### Challenge
Pick out every line of the listing that contains the string "stadium", and copy each one. Case counts.

Rows from a dataset
■ ■ ■ ■
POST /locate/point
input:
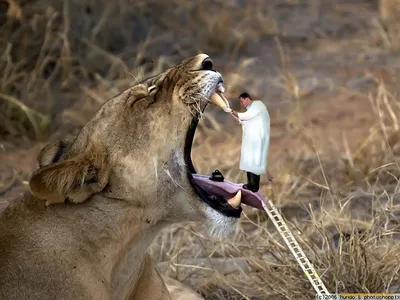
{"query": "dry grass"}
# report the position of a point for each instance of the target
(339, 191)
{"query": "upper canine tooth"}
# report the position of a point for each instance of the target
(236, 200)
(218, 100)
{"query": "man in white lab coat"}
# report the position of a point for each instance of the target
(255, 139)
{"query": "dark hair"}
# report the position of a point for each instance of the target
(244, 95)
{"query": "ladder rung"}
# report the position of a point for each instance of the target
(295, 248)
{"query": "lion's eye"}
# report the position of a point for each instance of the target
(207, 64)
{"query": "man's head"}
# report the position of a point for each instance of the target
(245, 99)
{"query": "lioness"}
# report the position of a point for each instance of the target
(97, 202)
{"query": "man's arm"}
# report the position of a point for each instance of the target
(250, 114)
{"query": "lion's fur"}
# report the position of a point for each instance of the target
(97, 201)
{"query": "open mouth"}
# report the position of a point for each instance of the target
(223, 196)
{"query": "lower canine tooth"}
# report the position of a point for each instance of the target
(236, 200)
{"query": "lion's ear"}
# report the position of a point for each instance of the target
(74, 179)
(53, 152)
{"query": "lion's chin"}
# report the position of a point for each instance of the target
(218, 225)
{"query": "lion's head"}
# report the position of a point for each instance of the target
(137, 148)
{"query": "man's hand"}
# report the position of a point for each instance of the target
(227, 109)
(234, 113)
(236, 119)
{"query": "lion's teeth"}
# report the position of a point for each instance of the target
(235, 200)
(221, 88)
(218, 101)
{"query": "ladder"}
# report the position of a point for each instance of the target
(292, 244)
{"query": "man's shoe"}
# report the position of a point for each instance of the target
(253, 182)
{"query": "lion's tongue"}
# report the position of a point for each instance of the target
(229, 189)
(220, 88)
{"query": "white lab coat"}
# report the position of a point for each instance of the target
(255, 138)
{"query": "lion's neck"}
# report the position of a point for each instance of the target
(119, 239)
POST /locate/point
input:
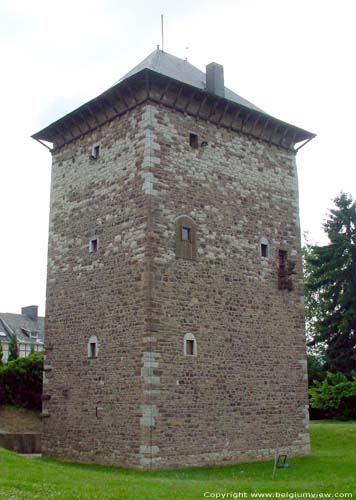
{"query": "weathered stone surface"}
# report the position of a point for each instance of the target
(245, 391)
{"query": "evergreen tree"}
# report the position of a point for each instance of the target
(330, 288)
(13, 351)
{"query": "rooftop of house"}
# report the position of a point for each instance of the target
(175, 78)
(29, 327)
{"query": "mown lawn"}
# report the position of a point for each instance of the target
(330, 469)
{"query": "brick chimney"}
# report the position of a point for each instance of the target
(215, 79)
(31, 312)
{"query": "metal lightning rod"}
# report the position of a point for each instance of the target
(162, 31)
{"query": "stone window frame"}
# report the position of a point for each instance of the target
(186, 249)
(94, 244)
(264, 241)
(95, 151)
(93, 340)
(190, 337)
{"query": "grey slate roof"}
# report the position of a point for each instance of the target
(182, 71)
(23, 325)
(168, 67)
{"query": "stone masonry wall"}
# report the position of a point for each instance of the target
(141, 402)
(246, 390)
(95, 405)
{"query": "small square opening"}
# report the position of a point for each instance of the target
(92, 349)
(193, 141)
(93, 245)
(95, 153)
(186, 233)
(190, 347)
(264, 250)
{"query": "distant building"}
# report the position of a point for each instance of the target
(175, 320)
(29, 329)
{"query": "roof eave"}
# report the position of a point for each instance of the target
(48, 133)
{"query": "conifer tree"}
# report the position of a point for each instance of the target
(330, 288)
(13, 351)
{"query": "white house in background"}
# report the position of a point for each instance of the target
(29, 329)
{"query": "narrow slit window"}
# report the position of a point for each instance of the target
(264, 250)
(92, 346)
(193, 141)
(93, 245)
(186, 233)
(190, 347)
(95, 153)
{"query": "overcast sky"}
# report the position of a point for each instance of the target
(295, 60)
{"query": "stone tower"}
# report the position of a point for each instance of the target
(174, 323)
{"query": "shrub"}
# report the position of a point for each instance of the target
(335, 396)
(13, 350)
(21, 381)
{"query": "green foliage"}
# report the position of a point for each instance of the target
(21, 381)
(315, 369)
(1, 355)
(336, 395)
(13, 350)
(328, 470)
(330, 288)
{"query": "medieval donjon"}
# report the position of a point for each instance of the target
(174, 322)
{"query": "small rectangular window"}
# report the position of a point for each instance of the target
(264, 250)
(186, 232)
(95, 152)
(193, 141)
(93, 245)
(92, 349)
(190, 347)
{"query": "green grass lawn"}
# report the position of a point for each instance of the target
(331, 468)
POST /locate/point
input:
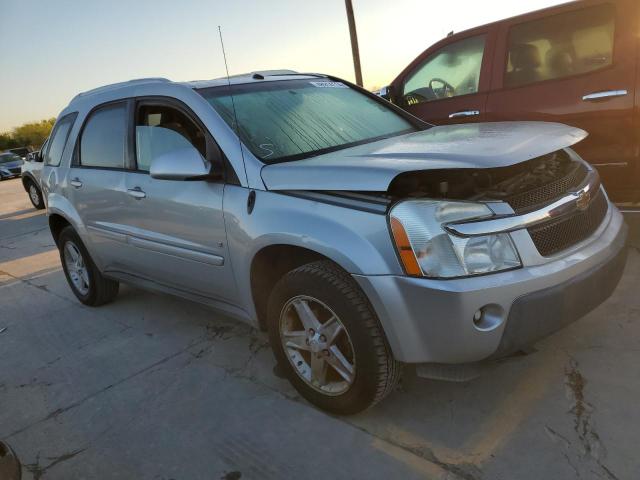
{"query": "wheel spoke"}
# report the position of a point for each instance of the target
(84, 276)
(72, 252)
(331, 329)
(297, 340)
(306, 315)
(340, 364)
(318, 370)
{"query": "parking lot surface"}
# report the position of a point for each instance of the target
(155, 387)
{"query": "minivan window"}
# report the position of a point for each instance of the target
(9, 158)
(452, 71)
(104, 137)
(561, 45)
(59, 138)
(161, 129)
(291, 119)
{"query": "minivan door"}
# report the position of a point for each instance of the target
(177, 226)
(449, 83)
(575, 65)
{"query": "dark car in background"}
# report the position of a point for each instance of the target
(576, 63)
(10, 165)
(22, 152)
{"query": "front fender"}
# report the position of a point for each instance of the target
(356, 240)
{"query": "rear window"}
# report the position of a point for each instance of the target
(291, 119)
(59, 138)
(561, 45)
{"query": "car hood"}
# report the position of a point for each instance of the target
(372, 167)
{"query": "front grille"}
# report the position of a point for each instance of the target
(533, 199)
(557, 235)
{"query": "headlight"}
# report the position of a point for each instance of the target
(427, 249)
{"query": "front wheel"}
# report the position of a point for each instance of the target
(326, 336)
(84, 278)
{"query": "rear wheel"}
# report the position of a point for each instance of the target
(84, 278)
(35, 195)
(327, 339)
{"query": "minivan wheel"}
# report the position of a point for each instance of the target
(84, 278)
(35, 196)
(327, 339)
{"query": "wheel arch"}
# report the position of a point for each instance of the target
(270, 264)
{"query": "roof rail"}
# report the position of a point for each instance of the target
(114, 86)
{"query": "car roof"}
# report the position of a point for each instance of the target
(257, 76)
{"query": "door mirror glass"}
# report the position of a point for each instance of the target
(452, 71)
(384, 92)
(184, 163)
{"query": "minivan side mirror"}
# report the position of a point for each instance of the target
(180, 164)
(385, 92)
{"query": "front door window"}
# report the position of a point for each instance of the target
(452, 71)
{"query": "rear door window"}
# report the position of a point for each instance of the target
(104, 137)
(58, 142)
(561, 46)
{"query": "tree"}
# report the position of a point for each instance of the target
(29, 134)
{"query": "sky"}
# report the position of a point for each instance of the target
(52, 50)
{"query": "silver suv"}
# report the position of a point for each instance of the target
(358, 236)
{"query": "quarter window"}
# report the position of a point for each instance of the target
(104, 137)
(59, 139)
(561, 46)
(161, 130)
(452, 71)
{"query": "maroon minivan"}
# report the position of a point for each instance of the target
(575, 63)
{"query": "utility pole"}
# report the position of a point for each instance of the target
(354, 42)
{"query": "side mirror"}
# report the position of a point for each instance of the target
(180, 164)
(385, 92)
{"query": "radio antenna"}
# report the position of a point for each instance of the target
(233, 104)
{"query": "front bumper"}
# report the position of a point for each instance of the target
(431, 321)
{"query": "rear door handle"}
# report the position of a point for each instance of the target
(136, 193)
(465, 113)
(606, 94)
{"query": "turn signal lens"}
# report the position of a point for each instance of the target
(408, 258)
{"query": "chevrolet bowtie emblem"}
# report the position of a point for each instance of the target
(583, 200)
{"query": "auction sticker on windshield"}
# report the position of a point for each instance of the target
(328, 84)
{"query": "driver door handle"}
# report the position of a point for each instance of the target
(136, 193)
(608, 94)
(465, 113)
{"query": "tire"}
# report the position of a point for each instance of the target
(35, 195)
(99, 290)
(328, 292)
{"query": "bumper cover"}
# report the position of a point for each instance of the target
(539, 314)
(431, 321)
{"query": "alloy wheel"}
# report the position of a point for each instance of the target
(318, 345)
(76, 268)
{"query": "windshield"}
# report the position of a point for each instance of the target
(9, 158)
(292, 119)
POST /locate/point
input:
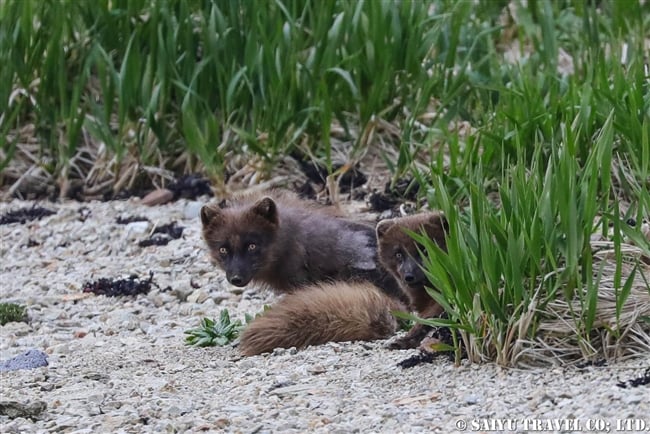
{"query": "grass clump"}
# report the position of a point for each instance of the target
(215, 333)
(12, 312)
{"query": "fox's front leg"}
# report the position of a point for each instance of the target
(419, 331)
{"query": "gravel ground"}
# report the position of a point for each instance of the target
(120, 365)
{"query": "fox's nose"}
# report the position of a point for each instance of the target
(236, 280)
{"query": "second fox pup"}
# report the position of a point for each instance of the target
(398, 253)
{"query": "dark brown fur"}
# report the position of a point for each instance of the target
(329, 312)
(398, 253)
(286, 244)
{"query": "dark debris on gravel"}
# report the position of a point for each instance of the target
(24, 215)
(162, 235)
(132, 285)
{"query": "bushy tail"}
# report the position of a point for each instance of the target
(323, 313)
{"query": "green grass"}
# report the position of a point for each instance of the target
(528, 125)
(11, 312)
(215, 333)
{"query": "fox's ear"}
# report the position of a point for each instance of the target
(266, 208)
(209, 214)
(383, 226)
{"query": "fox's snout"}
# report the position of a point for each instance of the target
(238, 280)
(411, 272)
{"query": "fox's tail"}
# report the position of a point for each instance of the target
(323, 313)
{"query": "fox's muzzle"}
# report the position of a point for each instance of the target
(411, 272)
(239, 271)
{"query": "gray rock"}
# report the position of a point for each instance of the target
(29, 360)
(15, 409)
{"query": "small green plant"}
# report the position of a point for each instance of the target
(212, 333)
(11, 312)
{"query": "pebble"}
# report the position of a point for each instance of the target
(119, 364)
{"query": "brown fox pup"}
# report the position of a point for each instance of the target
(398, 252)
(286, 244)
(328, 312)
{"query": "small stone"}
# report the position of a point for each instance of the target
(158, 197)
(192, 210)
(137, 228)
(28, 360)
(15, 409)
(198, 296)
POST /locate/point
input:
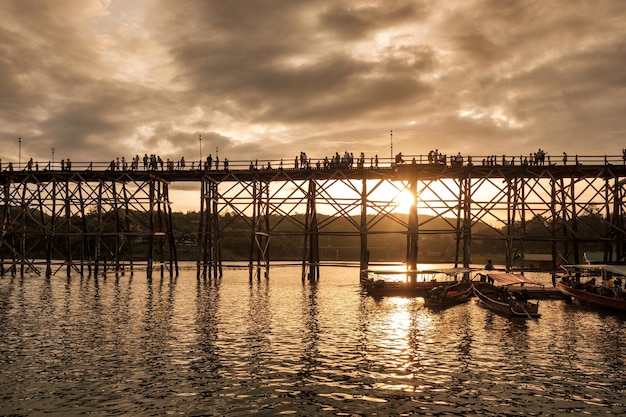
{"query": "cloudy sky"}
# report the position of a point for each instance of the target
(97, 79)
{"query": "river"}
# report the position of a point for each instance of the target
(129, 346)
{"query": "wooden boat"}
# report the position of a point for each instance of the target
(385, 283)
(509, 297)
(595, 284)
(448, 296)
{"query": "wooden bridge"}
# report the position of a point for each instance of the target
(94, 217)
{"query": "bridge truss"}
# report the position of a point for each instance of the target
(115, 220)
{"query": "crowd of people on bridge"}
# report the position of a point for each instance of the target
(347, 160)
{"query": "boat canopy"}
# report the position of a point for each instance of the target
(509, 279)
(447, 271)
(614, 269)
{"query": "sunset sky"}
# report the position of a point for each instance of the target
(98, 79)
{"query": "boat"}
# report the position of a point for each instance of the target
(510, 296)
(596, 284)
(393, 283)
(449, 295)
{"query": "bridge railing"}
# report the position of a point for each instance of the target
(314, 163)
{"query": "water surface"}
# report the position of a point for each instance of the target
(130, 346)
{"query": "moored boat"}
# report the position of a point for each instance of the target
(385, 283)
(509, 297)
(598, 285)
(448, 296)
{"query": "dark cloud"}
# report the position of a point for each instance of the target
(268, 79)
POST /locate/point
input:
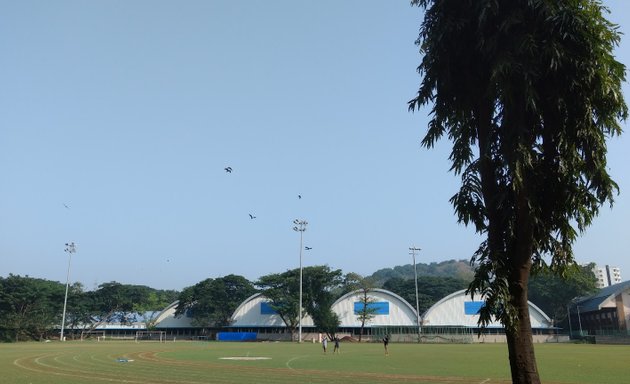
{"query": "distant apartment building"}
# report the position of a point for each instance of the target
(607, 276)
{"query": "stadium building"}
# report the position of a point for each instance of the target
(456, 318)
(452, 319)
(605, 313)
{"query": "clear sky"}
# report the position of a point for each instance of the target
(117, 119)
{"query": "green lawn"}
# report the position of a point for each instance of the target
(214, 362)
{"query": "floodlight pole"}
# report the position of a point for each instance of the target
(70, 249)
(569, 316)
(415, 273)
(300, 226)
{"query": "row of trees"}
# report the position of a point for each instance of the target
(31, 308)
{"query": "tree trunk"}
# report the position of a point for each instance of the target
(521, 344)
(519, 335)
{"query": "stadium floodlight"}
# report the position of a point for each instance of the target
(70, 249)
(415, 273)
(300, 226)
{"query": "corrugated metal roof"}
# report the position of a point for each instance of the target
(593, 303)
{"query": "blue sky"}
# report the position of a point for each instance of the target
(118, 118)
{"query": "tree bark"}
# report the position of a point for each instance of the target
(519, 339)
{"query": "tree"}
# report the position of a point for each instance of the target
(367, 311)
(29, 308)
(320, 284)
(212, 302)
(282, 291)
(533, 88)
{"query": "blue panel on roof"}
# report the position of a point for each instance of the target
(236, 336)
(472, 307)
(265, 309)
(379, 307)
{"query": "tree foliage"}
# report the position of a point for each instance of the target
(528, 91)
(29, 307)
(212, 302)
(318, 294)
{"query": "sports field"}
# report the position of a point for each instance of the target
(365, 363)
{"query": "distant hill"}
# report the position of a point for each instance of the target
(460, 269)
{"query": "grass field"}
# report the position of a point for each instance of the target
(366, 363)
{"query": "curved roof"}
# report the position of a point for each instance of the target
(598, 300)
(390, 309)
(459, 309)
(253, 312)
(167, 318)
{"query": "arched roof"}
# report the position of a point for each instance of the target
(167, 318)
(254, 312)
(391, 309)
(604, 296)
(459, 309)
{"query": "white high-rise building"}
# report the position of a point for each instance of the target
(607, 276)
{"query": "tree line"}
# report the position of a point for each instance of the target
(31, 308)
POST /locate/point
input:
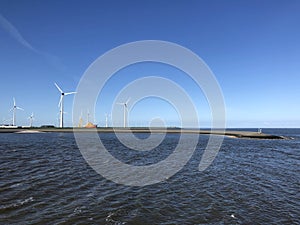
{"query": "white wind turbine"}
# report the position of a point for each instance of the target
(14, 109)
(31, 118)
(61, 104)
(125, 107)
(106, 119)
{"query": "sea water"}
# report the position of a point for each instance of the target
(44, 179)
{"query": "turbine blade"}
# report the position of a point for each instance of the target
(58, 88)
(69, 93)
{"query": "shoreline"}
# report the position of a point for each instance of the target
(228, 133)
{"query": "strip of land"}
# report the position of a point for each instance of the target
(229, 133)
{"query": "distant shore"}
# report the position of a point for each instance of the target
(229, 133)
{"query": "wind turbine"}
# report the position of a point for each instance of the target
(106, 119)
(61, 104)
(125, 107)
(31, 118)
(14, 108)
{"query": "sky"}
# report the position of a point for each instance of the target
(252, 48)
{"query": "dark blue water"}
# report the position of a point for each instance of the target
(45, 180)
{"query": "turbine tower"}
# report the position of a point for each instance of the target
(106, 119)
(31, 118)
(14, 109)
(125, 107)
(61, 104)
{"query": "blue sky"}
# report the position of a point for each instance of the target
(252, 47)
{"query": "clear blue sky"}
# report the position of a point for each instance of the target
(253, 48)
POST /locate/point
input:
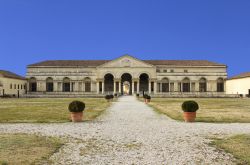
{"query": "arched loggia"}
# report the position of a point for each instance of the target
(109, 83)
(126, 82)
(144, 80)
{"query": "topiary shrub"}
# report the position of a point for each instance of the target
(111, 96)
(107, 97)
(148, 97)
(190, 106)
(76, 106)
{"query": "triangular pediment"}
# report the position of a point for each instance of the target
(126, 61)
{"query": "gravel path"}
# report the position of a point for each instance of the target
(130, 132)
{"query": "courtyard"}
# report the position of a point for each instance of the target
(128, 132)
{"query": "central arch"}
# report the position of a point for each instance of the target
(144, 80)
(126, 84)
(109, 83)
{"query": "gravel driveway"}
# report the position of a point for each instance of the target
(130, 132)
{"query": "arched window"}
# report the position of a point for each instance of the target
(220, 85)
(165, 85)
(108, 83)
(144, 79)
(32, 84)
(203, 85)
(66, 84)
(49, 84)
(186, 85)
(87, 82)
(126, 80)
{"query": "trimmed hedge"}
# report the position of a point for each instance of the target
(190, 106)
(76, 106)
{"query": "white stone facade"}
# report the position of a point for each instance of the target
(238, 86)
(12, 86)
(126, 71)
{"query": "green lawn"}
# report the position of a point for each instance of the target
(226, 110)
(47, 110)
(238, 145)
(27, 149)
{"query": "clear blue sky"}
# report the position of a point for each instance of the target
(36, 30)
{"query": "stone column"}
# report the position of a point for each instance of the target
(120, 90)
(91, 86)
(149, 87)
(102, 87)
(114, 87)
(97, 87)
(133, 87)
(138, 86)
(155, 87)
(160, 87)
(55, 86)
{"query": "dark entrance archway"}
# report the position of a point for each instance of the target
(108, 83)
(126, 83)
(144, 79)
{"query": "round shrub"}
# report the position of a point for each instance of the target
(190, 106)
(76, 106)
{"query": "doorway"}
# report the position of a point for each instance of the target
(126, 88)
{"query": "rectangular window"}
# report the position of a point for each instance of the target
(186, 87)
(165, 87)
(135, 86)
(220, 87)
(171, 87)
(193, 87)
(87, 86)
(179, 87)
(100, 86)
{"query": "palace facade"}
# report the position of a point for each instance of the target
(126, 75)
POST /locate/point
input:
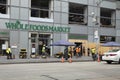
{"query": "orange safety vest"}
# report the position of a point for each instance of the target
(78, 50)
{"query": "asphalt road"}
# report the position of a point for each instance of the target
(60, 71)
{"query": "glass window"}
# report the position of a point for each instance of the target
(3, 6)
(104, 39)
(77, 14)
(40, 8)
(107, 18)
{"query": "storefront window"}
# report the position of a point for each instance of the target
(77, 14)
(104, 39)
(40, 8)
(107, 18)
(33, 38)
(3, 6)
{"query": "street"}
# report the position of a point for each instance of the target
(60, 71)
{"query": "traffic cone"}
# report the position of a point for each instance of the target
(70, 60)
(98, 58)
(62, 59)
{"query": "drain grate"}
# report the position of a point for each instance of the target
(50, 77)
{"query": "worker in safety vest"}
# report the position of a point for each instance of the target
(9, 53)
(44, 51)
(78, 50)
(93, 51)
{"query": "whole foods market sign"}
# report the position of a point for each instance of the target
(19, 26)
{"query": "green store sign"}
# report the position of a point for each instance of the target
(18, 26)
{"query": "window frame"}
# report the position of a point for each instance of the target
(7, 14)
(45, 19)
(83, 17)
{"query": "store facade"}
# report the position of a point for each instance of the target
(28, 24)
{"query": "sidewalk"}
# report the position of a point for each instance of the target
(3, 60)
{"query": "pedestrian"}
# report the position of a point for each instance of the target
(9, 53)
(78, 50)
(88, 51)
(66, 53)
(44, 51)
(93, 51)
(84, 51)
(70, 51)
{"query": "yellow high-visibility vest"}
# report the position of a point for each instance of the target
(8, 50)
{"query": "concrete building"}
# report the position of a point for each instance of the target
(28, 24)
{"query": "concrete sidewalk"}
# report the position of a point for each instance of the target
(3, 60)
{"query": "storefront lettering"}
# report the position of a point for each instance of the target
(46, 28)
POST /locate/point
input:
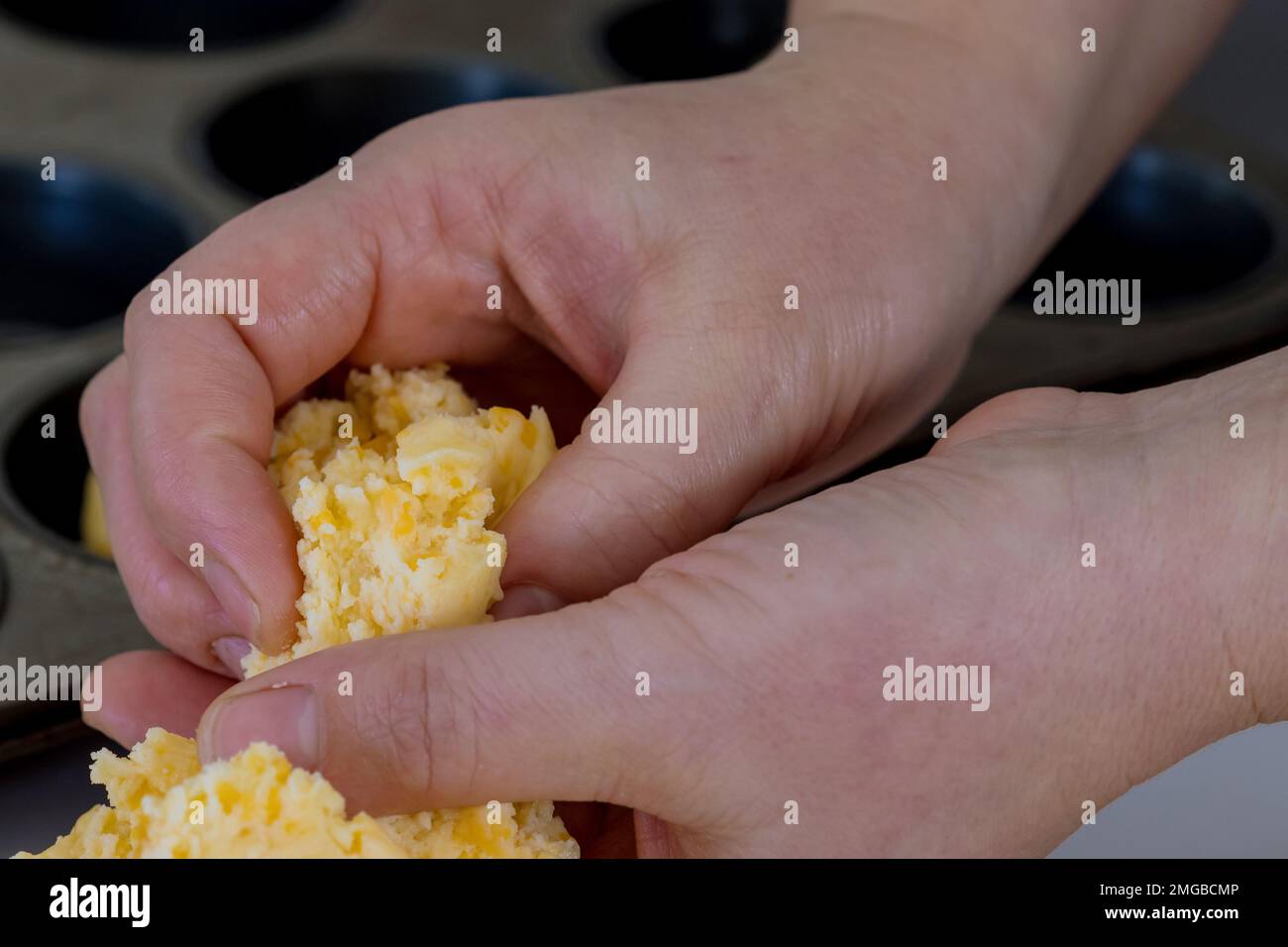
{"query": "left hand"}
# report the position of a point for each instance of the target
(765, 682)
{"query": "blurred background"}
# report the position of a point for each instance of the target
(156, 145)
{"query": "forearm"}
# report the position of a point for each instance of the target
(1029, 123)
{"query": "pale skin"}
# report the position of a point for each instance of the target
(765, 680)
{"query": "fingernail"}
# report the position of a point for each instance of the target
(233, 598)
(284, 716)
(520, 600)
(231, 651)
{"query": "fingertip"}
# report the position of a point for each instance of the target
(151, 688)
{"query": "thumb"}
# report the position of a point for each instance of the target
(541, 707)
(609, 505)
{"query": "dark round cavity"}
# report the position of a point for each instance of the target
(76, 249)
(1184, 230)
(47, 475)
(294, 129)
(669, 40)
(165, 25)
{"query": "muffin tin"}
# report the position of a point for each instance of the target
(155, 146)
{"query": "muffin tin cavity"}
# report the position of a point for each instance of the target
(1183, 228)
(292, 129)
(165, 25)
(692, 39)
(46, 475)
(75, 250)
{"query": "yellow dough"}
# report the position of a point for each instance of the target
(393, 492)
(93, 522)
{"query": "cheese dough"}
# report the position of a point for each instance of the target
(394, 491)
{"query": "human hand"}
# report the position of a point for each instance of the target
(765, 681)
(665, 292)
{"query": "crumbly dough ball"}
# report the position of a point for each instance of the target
■ ■ ■ ■
### Result of this task
{"query": "stadium building"}
{"query": "stadium floodlight"}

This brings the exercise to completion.